Task directions:
Make an exact copy of the records, dropping all pictures.

◆ ◆ ◆ ◆ ◆ ◆ ◆

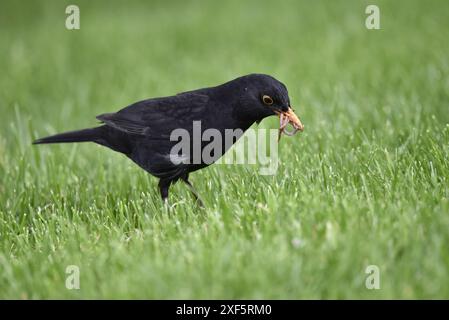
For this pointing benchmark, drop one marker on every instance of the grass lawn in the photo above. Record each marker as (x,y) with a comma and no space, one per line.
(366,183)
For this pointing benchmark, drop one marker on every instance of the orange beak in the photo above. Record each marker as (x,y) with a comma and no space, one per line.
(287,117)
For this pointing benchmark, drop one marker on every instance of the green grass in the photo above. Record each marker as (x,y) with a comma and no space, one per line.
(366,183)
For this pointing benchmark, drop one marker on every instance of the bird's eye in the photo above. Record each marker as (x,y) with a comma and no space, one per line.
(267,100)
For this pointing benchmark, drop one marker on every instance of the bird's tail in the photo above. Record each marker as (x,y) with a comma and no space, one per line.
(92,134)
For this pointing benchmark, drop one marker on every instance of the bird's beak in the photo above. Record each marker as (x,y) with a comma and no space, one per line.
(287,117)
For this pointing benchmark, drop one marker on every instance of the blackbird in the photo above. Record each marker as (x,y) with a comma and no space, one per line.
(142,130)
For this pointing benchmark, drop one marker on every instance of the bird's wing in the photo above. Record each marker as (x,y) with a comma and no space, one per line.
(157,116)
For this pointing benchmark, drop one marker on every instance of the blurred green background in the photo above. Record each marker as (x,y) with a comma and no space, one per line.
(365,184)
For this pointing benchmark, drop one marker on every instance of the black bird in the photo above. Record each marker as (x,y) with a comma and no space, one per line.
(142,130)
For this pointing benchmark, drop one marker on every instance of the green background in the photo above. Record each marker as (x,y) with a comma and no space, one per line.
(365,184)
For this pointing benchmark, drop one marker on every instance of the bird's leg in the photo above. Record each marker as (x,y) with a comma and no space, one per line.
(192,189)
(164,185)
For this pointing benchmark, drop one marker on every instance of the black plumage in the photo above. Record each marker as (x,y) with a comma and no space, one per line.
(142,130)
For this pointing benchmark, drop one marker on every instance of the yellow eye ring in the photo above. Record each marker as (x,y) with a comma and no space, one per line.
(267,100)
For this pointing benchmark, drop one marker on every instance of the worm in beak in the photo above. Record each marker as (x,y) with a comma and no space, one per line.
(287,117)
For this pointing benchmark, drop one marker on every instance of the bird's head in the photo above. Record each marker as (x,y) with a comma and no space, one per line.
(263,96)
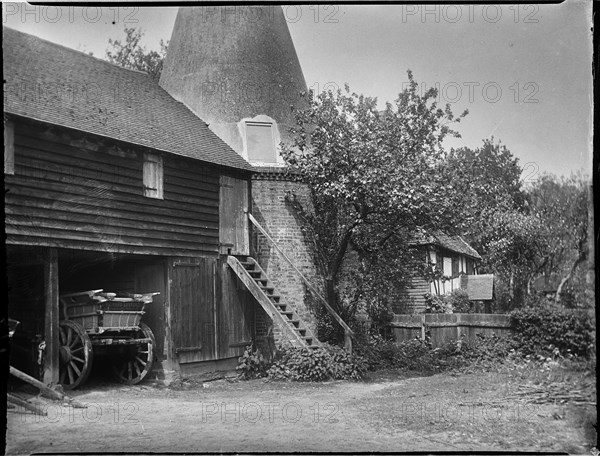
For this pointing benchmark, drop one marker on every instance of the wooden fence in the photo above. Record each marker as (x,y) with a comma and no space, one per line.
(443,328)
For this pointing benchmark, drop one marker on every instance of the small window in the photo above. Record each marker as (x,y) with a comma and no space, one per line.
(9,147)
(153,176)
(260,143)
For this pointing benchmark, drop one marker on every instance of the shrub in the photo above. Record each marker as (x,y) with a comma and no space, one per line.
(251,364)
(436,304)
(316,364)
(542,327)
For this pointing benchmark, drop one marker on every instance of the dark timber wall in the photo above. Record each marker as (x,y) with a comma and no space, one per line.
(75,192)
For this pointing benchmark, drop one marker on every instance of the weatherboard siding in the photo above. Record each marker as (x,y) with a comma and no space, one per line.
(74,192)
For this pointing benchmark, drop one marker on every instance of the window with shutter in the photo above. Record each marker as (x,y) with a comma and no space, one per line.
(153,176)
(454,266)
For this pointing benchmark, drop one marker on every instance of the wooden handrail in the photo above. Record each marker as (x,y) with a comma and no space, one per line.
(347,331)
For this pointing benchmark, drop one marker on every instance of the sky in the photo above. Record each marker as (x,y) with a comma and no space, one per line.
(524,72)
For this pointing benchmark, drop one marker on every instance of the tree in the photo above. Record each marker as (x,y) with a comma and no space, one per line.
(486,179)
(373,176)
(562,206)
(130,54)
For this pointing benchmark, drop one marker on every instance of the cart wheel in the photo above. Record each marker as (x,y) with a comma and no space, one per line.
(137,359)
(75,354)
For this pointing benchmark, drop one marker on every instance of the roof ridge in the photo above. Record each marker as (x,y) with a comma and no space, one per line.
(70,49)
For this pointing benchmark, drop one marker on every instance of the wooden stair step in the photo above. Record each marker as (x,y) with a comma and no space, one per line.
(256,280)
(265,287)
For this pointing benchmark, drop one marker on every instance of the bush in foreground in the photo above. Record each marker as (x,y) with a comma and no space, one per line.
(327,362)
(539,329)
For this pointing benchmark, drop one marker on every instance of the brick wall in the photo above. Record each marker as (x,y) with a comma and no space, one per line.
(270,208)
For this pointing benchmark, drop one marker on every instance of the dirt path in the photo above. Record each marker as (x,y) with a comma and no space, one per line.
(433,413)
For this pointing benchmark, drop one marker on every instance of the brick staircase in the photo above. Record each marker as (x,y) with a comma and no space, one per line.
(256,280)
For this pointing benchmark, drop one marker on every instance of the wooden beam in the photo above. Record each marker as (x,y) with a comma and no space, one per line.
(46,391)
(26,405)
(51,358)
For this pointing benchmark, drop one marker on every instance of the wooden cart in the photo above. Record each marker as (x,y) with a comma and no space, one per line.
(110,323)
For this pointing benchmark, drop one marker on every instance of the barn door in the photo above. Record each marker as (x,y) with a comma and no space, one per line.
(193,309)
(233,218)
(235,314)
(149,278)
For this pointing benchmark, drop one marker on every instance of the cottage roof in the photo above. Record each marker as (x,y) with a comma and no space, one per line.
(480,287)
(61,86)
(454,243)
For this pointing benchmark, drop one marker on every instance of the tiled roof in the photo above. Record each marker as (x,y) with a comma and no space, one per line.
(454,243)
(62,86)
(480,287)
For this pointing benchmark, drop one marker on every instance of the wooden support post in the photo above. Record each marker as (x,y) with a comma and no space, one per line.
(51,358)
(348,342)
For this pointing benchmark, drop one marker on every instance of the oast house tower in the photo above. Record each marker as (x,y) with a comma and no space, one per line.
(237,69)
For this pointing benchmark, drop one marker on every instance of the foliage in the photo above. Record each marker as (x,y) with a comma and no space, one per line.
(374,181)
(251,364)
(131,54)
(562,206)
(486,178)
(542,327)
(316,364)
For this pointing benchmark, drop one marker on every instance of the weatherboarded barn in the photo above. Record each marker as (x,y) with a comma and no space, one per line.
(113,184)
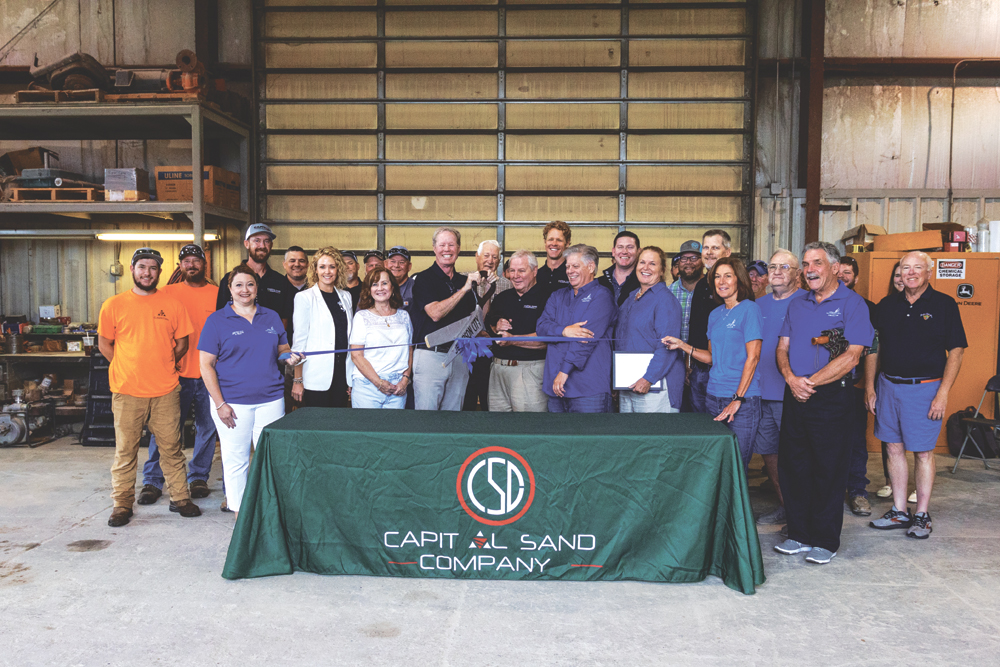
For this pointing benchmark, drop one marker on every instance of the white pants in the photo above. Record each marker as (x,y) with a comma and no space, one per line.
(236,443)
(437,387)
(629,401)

◆ ◆ ◆ ◆ ◆ ◆ ◆

Reply:
For this pointing benchmark, drop one marker on every instance of the grass lawn in the photo above. Record each marker as (x,y) with a comma and no space, one per line.
(366,183)
For this pointing benchmark, drop one marker on every instance of the orange beak in the photo above. Record each marker as (x,y) with a comma and no space, one per line.
(287,117)
For this pointing benchmark, drop one marker on every instance of the green grass in the photo above. Record each marker as (x,y) with a comma and no space, one per line.
(366,183)
For this pointing benchmark, drop one marker on every instance of the bird's eye in the photo above. Record each marker as (x,y) with a comma and no space, one per line.
(267,100)
For this pointing benchmark, drop one marker on every instance of the bird's tail in the photo above. Record each marker as (x,y) with a comma and no space, one per line.
(92,134)
For this pointing benchmark, drop one marker on every instance of the bird's beak in the photo above. Record each marker as (x,y) with a comma and no space, one per line.
(287,117)
For this pointing benchmark, drop one marker on every instance of the blackbird in the photo above. Record each marker as (x,y) with a comma and no space, one per line.
(142,130)
For this pointing benchmark, drop one marker on every instance of the bird's wing in the photo above. Record each marker as (x,y) with a comma and no space, one per line.
(157,116)
For this pointing benchmark, drop one marker on every instance of the blurred green background in the photo above. Record each marker as (x,y) with a comma and no space, one per line.
(365,184)
For this pointing benchmark, drop one marker on every instance of the black bird in the photo above. Record each marker as (x,y) with a comma and no space, one per line.
(142,130)
For this pointing benchmark, drop one marker on every instance of the green background in the photo above. Record each marker as (x,y) with a comma and no space, one per line.
(365,184)
For this pointing benchmark, drop one marker on every instance of the bird's leg in the photo above. Record each marker as (x,y) with a comma and no space, one per line.
(192,189)
(164,185)
For this pointing benchmark, drop one marker on every instance of the black plumage in the photo above. Record each marker as (x,y) with a comma and no space, one per line.
(142,130)
For this pointing benchmark, drop one marker on every instance of the yellow eye ring in the photo above. Record each marker as (x,y) with a comma and no space, one per line.
(267,100)
For this pointing benchmark, drop one marker on every instance of the worm in beak in the photo above. Record each marker as (x,y) with a comma and no space, one per line.
(287,117)
For this pointing benchmark, drop one marker on every instance of the bird's head in the photo above. Record each marker as (x,y) with a comma and no space, one per line.
(263,96)
For this pointing benchmark, drop one marker on every instance of the wooden fence in the photo above. Record each marker as (x,y) with a comma and no space, one per line.
(443,328)
For this pointing benchmark, drop one marker on every instance of the small window in the photo above. Record each marker as (x,y) with a comma and no space, one per line.
(9,147)
(153,176)
(260,143)
For this pointing benchmark, drop one marker on every instance of the shrub in the photo above. Record each marker as (x,y) with a comma and no space, one per line.
(251,364)
(436,304)
(316,364)
(542,327)
For this pointing benchmark, drop one marker on every instance of the dark timber wall in the photo above. Record each marker as (x,y) with a comma and no space, one per line.
(75,192)
For this pointing benchmark, drop one marker on every instance of the weatherboard siding in the photo above. Record each marker as (x,y) with a comma and no space, one per line.
(74,192)
For this pointing benchmark, drop one marker on every instance of the window with shutter in the photo above. Record each marker as (x,y) with a comma and no space, one per line.
(153,176)
(454,266)
For this pointing benchmark, drop one marker on every instance of the wooden handrail in the photo above. Record each marker as (x,y) with a comma and no space, one per line.
(347,331)
For this pointing benchmark, drop one marker on every instance of the sky in the photo above. Record each marker as (x,y) with a comma and no space, one per line.
(524,72)
For this pointing benchmark, drop one marker on every instance of the tree in the photo above. Record each marker as (x,y) with a comma and no space, one per line.
(486,179)
(373,176)
(562,206)
(130,54)
For this pointing benchmark, drop one marker on every instance of the cart wheel in the photo above. Record each marker as (x,y) with a comma and no space, one per line.
(137,359)
(75,354)
For this pointing benchmark, drop one marker on every instance of the roof ridge in the photo above. Record each marker as (x,y) with a comma and no space, one per line.
(70,49)
For this pointing benchmark, drop one marker on every instance of the wooden stair step in the photo above. Record each marker as (x,y) with a comma and no space, one per line.
(256,280)
(265,287)
For this pointing benchmark, drop one marker on every instance of the bush in foreground in the photo above. Record each marker as (x,y) with a comma and no space, one per line.
(327,362)
(539,329)
For this pointing benchmark, drop one marker on every instance of the brick wall in the photo above. Record each marker as (x,y) with a comma and no space, one per line.
(270,208)
For this pointing benchmark, drop one marker on every instance of the dirt path in the photo above. Record each marker as (x,y) with a comma and no space, one per line.
(433,413)
For this pointing benchmark, drop one marker on every instance of the brick staircase in the photo above. Record each marker as (x,y) with a comma and no space, one per line.
(256,280)
For this pointing benchmark, drop one marker on every instance of the wooden beam in the photo above. Record each marker as (x,y) with a comma and no space, one per line.
(46,391)
(26,405)
(51,358)
For this pointing benchmark, drop one marker on every instance of the wooden cart in the photo above. Record each marker as (x,y) with a comma and no space, one per line.
(110,323)
For this pointing benchmark, drop one marker on every instance of the barn door in the photo above. Record each marker as (x,y) with a comma and no space, one per line.
(193,309)
(233,218)
(235,314)
(149,278)
For this pointing benchmark, drop one marker on every instance of the cottage roof in the photo above. Record each marker as (x,y) with a comma and no space, one per line.
(480,287)
(61,86)
(454,243)
For this pointing benchmark, drop one marker on every instance of the tiled roof in the photo above. Record each marker as (x,y) with a comma and no space, one per line.
(454,243)
(62,86)
(480,287)
For this pointing benchmark, drop one marker on every instance of the wooden support post in the photo above. Record each marker as (x,y) with a comma and no space, one per line.
(51,358)
(348,342)
For this pointing benchmark, drop one marker on every instance of the oast house tower in the photo above. Record each marker as (x,y) with a comma and no space, one per line.
(237,69)
For this pointing benchmark, drop one marker on every instance of the foliage in the photo above. Record each marker as (x,y) with a comma and no space, one per line.
(374,181)
(251,364)
(131,54)
(562,206)
(486,178)
(542,327)
(316,364)
For this pointing benchmark, drop one marker on every instance of the weatherboarded barn in the photo above. Record each marker as (x,y) with a comma and no space, one per line.
(113,184)
For this pointing benchmark, drop one marker on every instance of the white pants in the photo above. Record each marker as (x,y) with a comma and no space, one per line.
(236,443)
(437,387)
(629,401)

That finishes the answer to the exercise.